* **WORK TO COMPLETE**:
Copy the entries below line for line, leaving out the pictures.

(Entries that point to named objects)
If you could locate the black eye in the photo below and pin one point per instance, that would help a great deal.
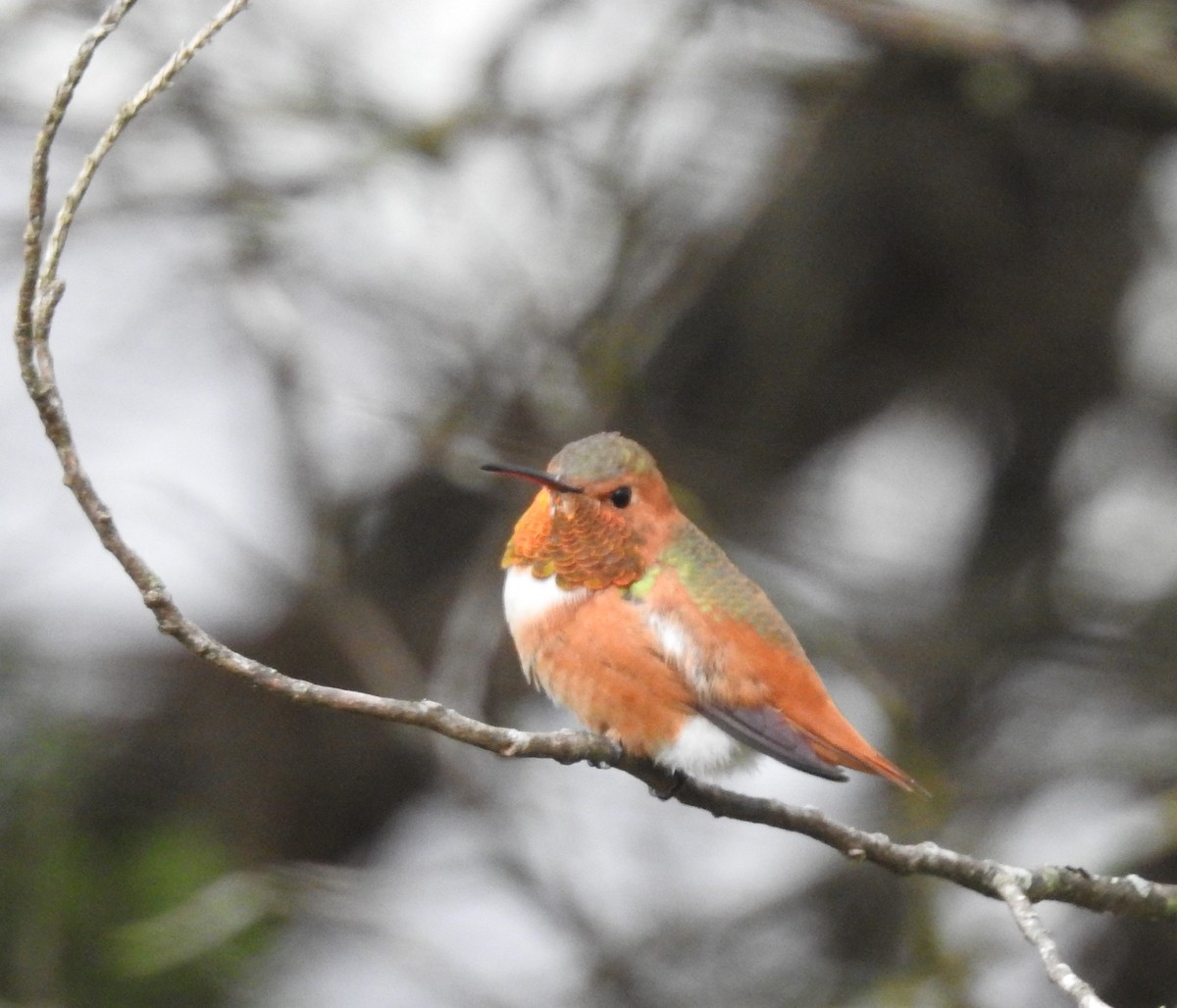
(622, 496)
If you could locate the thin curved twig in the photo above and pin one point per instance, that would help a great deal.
(40, 290)
(1027, 919)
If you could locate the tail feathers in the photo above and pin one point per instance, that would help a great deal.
(866, 760)
(766, 731)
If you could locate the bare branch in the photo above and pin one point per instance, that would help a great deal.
(39, 294)
(1031, 927)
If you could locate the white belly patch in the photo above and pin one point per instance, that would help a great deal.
(527, 597)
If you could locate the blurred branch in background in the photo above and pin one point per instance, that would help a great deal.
(870, 300)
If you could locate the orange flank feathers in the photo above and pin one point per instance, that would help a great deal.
(624, 612)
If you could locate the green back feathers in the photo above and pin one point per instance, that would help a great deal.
(718, 587)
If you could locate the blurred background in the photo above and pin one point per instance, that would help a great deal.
(889, 292)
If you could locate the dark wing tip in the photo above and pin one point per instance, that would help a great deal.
(763, 730)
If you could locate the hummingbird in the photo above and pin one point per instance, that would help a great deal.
(627, 613)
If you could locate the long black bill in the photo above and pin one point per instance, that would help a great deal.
(535, 476)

* **EXERCISE ANSWER**:
If you could locate the black eye in the photo below and pin one point per instance, that would help a great deal.
(622, 496)
If you could locate the thin curved twig in the photo above and pin one point per instance, that would help a great deal.
(40, 290)
(1027, 919)
If you could locate the tail feathers in the photo above and pin one point per instance, that would help a great deal.
(866, 760)
(766, 731)
If you could locate the bare branch in the photo above and pin one point per instance, that would help a great deal.
(39, 294)
(1031, 927)
If you could locate the white belly patch in the photo above and pin one point per instance, that would help a great deal.
(527, 597)
If you could locate the blurred branch in background in the photo above and pin one point per instance, that would help a great deal.
(870, 300)
If you could locate the orange flank feathers in the photo above and pin one point per instance, that would help a great deal.
(624, 612)
If you could locate the green back feathers in the photo above and pin one point per instance, that would help a great deal.
(718, 587)
If you could locate the blurred background in the photo above and pin one point per instance, that would help a great deal.
(889, 292)
If you could locate the dark wing tip in the photo above and pin one point per instance, that would help a great deal.
(763, 730)
If you could locate the hummingbird in the photo above and pin one point per instance, that would help a great deal.
(627, 613)
If you could locate the long black bill in the photo above and pin one point per instance, that would help a great deal.
(535, 476)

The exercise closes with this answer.